---------- Records for the task
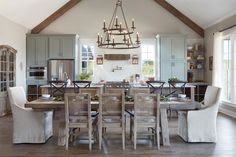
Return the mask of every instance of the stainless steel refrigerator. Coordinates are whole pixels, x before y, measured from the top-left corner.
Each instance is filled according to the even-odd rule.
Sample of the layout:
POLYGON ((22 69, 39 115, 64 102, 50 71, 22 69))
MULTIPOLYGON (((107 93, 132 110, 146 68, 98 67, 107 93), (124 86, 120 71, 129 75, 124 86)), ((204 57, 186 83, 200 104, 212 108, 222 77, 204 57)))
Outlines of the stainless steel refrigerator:
POLYGON ((51 59, 48 61, 48 80, 74 80, 75 63, 72 59, 51 59))

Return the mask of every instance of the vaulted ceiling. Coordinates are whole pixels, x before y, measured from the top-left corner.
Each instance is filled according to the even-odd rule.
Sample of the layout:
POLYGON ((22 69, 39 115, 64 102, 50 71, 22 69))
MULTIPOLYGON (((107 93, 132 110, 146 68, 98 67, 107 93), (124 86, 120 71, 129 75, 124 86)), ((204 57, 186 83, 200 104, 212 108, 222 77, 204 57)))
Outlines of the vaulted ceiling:
MULTIPOLYGON (((69 0, 1 0, 0 15, 32 29, 68 1, 69 0)), ((113 1, 115 3, 116 0, 113 1)), ((236 0, 166 1, 202 28, 207 28, 236 14, 236 0)), ((95 5, 96 3, 99 3, 99 0, 94 0, 95 5)), ((148 9, 147 7, 148 6, 145 6, 146 9, 148 9)))

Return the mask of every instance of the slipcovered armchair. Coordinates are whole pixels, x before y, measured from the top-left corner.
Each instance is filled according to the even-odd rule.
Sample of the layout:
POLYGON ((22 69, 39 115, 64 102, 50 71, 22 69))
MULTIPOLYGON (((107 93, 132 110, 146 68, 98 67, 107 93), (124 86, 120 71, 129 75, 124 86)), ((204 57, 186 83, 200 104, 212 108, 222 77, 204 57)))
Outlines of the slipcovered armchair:
POLYGON ((13 116, 13 143, 45 143, 53 134, 52 111, 34 112, 25 108, 23 87, 8 89, 13 116))
POLYGON ((179 112, 178 135, 186 142, 216 142, 221 89, 208 86, 201 110, 179 112))

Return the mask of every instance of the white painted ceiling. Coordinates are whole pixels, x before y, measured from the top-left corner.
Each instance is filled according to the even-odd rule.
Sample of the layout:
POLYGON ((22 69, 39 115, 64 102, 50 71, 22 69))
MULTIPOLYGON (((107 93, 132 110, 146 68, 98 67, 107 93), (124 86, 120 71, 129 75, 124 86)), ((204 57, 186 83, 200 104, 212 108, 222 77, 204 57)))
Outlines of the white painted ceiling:
MULTIPOLYGON (((0 0, 0 15, 32 29, 68 1, 69 0, 0 0)), ((236 14, 236 0, 167 1, 203 28, 207 28, 236 14)), ((94 2, 94 5, 98 4, 98 0, 94 0, 94 2)))
POLYGON ((0 15, 32 29, 69 0, 0 0, 0 15))
POLYGON ((202 28, 236 14, 236 0, 166 0, 202 28))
--------------------
> **Goal of the exercise**: Reproduce all of the records above word for word, leaving out the pictures.

> **Reply to the exercise**:
Return the mask of every instance of the stainless steel refrigerator. Coordinates are whole pixels, x before y, measured from the top-left corner.
Each instance is filled according to the even-odd rule.
Sample of the layout:
POLYGON ((22 69, 39 115, 64 102, 50 71, 22 69))
MULTIPOLYGON (((107 93, 132 110, 146 68, 98 67, 107 93), (124 86, 120 71, 129 75, 124 86)), ((204 57, 186 83, 200 104, 212 108, 222 77, 204 57)))
Outlines of the stainless steel refrigerator:
POLYGON ((51 59, 48 61, 48 80, 74 80, 75 63, 72 59, 51 59))

Return the mask of every instance of the vaulted ceiling. Coordinates are whole pixels, x before y, measured from the top-left corner.
Each instance is filled according to the even-odd rule.
Sample of the layout:
POLYGON ((22 69, 39 115, 64 102, 50 71, 22 69))
MULTIPOLYGON (((107 93, 132 110, 146 68, 98 67, 107 93), (124 86, 120 71, 129 75, 124 86)), ((204 57, 186 83, 200 104, 212 108, 222 77, 204 57)))
Outlines of the vaulted ceiling:
MULTIPOLYGON (((69 0, 1 0, 0 15, 32 29, 68 1, 69 0)), ((113 1, 115 3, 116 0, 113 1)), ((236 0, 166 1, 202 28, 207 28, 236 14, 236 0)), ((95 5, 96 3, 99 3, 99 0, 94 0, 95 5)), ((148 9, 147 7, 148 6, 145 6, 146 9, 148 9)))

Return the mask of every instance of the slipcovered armchair. Coordinates are whole pixels, x before y, measured from the top-left corner.
Each instance is filled according to the even-odd rule.
Sample of the layout:
POLYGON ((22 69, 39 115, 64 102, 50 71, 22 69))
MULTIPOLYGON (((107 93, 132 110, 146 68, 98 67, 107 93), (124 86, 120 71, 129 75, 124 86)), ((204 57, 186 83, 200 104, 212 108, 222 77, 204 57)))
Outlines of the slipcovered armchair:
POLYGON ((13 116, 13 143, 45 143, 53 134, 52 111, 34 112, 25 108, 23 87, 8 89, 13 116))
POLYGON ((179 112, 178 135, 186 142, 216 142, 221 89, 208 86, 201 110, 179 112))

Return the mask of every instance of the white painted ceiling. Coordinates are whole pixels, x before y, measured from the top-left corner.
Each instance is filled according to the even-odd rule.
Sample of the layout:
POLYGON ((22 69, 39 115, 64 102, 50 71, 22 69))
MULTIPOLYGON (((107 93, 132 110, 146 68, 98 67, 107 93), (124 86, 120 71, 129 75, 124 86)), ((204 57, 186 83, 200 104, 212 108, 222 77, 204 57)))
Outlines of the white painted ceiling:
MULTIPOLYGON (((0 0, 0 15, 32 29, 68 1, 69 0, 0 0)), ((236 14, 236 0, 167 1, 203 28, 207 28, 236 14)), ((94 2, 94 5, 98 4, 98 0, 94 0, 94 2)))
POLYGON ((0 15, 32 29, 69 0, 0 0, 0 15))
POLYGON ((202 28, 236 14, 236 0, 166 0, 202 28))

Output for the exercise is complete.